§ **YOUR GOAL**
Copy out the records precisely, omitting pictures.

BEGIN SUPPLIED DATA

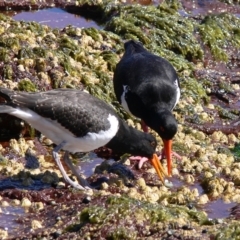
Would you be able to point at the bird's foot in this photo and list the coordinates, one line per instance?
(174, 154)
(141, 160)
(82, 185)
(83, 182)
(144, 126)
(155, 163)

END SUPPLIED DATA

§ **WRITTEN RESPONSE**
Would you be able to point at the bird's foot in this photo and list the coordinates, one line per instance?
(174, 154)
(141, 160)
(82, 185)
(83, 182)
(144, 126)
(155, 163)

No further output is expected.